**Goal:**
Restate all of the data exactly.

**Records provided:**
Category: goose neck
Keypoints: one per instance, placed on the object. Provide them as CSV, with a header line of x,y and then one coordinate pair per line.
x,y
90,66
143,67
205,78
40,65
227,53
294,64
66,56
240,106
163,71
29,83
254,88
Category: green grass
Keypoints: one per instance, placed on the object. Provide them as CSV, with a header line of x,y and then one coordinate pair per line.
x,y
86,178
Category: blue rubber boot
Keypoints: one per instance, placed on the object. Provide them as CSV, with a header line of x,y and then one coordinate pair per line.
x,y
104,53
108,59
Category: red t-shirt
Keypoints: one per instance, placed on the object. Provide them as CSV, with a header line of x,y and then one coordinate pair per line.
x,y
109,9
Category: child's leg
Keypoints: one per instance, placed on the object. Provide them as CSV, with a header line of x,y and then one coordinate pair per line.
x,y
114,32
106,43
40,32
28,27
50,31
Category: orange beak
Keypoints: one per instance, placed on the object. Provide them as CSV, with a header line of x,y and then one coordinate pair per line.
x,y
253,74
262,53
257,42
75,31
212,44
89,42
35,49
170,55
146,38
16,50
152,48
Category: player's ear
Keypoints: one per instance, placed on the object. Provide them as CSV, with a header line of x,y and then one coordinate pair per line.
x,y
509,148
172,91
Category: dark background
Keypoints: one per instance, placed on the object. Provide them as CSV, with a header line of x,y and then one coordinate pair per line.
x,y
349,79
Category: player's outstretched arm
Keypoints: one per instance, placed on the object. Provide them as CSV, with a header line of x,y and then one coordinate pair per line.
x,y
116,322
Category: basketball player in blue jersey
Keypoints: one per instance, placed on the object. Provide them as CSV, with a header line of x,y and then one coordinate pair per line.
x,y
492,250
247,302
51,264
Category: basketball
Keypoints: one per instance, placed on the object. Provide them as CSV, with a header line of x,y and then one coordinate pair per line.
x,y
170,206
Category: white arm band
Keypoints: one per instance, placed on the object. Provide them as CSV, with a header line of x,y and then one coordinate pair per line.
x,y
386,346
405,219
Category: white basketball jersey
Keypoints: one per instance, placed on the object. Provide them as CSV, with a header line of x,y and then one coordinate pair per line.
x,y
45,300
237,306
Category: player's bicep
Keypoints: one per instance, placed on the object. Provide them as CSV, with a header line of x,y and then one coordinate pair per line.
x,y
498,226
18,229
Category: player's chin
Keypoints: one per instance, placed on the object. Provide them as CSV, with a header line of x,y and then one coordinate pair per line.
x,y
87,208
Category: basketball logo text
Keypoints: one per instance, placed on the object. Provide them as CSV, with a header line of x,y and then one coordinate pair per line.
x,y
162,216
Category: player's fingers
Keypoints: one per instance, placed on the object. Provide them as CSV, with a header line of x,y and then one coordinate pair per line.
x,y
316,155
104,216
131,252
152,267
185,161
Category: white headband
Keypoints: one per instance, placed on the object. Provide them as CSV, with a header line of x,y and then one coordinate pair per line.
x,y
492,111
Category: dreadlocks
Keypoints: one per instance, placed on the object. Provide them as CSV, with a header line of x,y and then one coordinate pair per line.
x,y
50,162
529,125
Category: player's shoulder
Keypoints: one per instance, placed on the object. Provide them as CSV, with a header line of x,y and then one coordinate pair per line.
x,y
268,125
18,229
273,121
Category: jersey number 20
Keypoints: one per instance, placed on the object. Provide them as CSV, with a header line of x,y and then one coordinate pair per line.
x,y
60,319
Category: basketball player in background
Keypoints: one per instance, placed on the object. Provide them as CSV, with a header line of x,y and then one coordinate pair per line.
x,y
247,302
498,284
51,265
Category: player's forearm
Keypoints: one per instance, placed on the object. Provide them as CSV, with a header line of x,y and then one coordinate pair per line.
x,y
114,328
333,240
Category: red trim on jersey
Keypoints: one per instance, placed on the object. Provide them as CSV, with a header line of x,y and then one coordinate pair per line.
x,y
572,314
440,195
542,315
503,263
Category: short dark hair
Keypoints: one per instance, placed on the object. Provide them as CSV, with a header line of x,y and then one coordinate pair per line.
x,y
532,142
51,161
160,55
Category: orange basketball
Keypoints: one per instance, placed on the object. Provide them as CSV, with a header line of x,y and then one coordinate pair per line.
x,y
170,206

**Exercise output:**
Category: goose neck
Keypoints: one per instance, placed on the object. Provide them as CSV, with a header line of x,y and then one coordinate pair per line.
x,y
90,66
143,67
205,78
40,65
227,53
294,64
66,56
240,106
163,71
29,83
254,88
Category: green grass
Keypoints: one per instance, placed on the object. Provide them as CSV, with a header line of x,y and then one coordinate pair per line.
x,y
86,178
Category: blue rubber boot
Keypoints: one per instance, placed on the object. Provide them as CSV, with a header line of x,y and then one coordinate pair per line.
x,y
104,53
108,59
Category: red t-shirt
Keypoints: one per instance, placed on the object. Provide them as CSV, with a header line of x,y and then one coordinate pair per line.
x,y
109,9
Category: child's leg
Keypoints: one per instance, placed on the object. Provide them as CSV, with a header line of x,y and then one coordinate pair per line.
x,y
114,32
106,43
40,32
28,27
50,31
Category: orange beak
Keypoints: one per instance, placed on the object. Provide them as CSV, with a header line of x,y and then one coordinate pair per line.
x,y
253,74
262,53
257,42
75,31
212,44
89,42
35,49
170,55
146,38
16,50
152,48
Category: player's ear
Keypoints: one per instance, placed on the object. Provide them as CSV, with a header line of x,y and then one coordinate pair per line.
x,y
509,148
172,91
Category: dark background
Keypoints: one per instance, placed on the object. Provide them as CSV, with a header line of x,y and then one coordinate pair per line.
x,y
349,79
Category: player's outstretched arm
Keypoints: one per instance, placed on the object. Provide them as CSV, with a header line of x,y and then one coordinate pair per line.
x,y
116,322
Category: basketball player in blue jersey
Keypoints: one per instance, placed on the object. Provide them as CSV, with a header line of x,y and then one coordinate pair per line.
x,y
492,250
247,302
51,264
Category: basketball
Keypoints: one per instance, placed on the object. Provide them as CSV, with a header line of x,y and then one coordinate pair per line.
x,y
170,206
Category: white arm band
Keypoints: one per instance, placed on the object. Provide them as CSV, with a header line of x,y and then one coordinate pair per line.
x,y
386,346
405,219
Category: white basketball jersey
Keypoints: one per instance, placed on the object. Provide them as CSV, with a header line of x,y and then one coordinate pair per line.
x,y
45,300
237,306
Category: player's bicep
Keypoints: one per instance, placed on the object. Provide them as CSV, with a header line of x,y and then one coordinate pair per line.
x,y
498,226
18,229
Category: player's chin
Keypoints: one per instance, placed on the object. Provide them as CSV, with a header line of x,y and then one coordinate pair per line.
x,y
87,208
Category: basketball logo text
Keypoints: one per instance, placed on the object. Provide them as CSV, with a header line of x,y and then one coordinate pair per line.
x,y
162,216
Category: player's fingers
Keypoints: one per instance, placed on the object. Provide them as CSV, with a header line of x,y and then one coordinate pair per line.
x,y
316,155
104,216
131,252
152,267
185,161
Category: white headband
Keypoints: one per instance, placed on the object. Provide them as CSV, with a header line of x,y and then one coordinate pair per line.
x,y
492,111
Category: dreadlocks
Keypoints: one per instance, placed on the object. Provide them as CSV, with a header line of x,y and then one coordinate pair per line.
x,y
50,162
529,125
Category: player's shoulder
Keypoints: one per instance, placed on the object. Provide them as CSV, with a header line of x,y and then one coordinate pair per line.
x,y
268,125
18,229
273,121
Category: jersey number 20
Keypoints: one per instance, placed on the object. Provide them as CSV, with a header line of x,y and then one coordinate pair per line.
x,y
60,319
Category: basketball player in background
Keypoints: one per instance, placed on the object. Provide them as CSV, with a header line of x,y and then one coordinate pair per line.
x,y
247,302
498,284
51,265
Category: player's forearm
Keypoints: one per instance, placed on the object. Provide them as CSV, with a header line of x,y and then one coordinate pair per line.
x,y
114,328
333,240
Category: red trim on jersey
Keypoints: one per instance, placed on the object. Provide them as CSV, with a header line of x,y and then one coordinate pair per line.
x,y
572,314
440,195
542,315
503,263
Category: short dark hair
Keypoints: one per instance, placed on the object. Provide them as CSV, with a header line of x,y and then one coordinate pair per line.
x,y
532,142
51,161
160,55
Category: orange basketball
Keypoints: one per instance, placed on the object. Provide them as CSV, with a header line of x,y and then one coordinate pair per line.
x,y
170,206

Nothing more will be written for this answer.